• _What you are asked to do_: Once the line containing "Please indicate the concrete" is located, give it again exactly, together with each line that follows it to the end of the entries, and add nothing else.

Recorded data
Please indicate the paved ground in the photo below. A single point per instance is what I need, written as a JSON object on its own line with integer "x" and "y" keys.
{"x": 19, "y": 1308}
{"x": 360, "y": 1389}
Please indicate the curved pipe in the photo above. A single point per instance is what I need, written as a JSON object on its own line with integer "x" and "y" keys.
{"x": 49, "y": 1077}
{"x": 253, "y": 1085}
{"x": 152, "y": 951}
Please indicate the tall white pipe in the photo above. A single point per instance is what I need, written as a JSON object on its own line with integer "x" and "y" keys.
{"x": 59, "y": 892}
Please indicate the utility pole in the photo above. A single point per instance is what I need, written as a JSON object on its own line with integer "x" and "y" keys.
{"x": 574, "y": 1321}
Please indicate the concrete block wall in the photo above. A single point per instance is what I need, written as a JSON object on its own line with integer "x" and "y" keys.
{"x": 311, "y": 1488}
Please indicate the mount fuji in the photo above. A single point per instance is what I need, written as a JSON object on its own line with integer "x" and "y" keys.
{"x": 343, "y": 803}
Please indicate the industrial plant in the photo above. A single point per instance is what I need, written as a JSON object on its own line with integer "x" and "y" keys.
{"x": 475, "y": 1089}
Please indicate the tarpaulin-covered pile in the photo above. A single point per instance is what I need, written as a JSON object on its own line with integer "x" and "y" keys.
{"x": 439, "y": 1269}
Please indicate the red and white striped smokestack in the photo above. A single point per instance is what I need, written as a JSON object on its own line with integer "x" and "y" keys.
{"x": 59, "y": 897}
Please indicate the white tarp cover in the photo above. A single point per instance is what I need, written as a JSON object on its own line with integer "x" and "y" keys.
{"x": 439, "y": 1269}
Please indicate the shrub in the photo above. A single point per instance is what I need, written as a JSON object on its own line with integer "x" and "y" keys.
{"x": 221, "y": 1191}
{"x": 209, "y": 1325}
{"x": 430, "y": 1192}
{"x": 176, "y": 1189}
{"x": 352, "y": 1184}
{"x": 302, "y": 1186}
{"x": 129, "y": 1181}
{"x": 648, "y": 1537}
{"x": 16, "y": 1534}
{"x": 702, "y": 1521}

• _The answer_:
Please indicate the concrete block wall in the photo above. A single point per instance is what I need, written as a JSON object on its own line with integer "x" and "y" keys.
{"x": 311, "y": 1488}
Please indicate the mount fuji in the photo above. A single point per instance is what I need, written as a JSON object on its own line with integer "x" and "y" keys.
{"x": 343, "y": 803}
Please indicate the industrial plant in the photo above. A single point per instance is what I need, written as a JSON object on its own line with integer "x" and "y" keys.
{"x": 475, "y": 1089}
Please indicate the tarpaulin-covered pile in the photo above. A single point per instance is what I need, written as a JSON object on its own line with integer "x" and "y" keys.
{"x": 439, "y": 1269}
Please indicate the red and white striped smokestack in the photo above. A single point per instance is what I need, written as a JSON object on its own line with integer "x" and "y" keys.
{"x": 59, "y": 897}
Please indicate the white tarp cover in the photo above. A single point per instance is what I need, written as a JSON object on its own line with integer "x" and "y" keys.
{"x": 439, "y": 1269}
Please indicate the shrub in the photo above. A single point per instance is what I need, written as a JSON object on its own line with integer "x" and "y" keys.
{"x": 221, "y": 1191}
{"x": 209, "y": 1325}
{"x": 430, "y": 1192}
{"x": 176, "y": 1189}
{"x": 352, "y": 1184}
{"x": 302, "y": 1186}
{"x": 129, "y": 1181}
{"x": 648, "y": 1537}
{"x": 16, "y": 1534}
{"x": 702, "y": 1521}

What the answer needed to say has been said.